■ **Exercise data**:
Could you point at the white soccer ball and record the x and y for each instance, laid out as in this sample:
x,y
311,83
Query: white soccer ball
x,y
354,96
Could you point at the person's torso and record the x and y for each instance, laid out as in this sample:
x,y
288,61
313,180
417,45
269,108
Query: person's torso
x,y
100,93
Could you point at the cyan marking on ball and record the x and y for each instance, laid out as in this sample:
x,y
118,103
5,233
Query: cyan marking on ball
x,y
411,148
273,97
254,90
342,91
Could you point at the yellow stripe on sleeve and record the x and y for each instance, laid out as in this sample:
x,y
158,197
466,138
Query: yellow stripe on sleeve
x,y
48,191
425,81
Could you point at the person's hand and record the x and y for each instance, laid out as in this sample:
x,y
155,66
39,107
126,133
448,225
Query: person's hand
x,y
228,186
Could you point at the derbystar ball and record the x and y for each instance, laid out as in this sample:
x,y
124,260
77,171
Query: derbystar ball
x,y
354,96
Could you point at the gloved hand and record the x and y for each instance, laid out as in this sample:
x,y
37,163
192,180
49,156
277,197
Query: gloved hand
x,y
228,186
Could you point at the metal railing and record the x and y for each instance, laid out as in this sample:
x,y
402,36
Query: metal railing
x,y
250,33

---

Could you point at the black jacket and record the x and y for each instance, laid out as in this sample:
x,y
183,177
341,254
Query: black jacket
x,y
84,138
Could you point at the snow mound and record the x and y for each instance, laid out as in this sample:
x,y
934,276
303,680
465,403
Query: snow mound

==

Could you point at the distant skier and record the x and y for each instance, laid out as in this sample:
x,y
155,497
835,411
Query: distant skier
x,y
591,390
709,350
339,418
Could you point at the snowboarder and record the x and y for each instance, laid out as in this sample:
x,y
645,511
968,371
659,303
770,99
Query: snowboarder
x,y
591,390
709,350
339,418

■ **The problem**: A lone number is the expected answer: the count of lines in these entries holding the string "mound".

■ **Exercise output**: 2